WHAT YOU NEED TO DO: Could you change every "building window" in the data to "house window" and leave everything else as it is?

[Point annotation records]
:::

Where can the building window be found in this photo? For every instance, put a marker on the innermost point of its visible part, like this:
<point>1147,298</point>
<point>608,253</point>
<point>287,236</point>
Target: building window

:::

WRITTEN SOLUTION:
Where can the house window be found in this photo? For every instance, put a marker on the innermost point of its visible part, like this:
<point>1147,298</point>
<point>608,253</point>
<point>287,236</point>
Target: house window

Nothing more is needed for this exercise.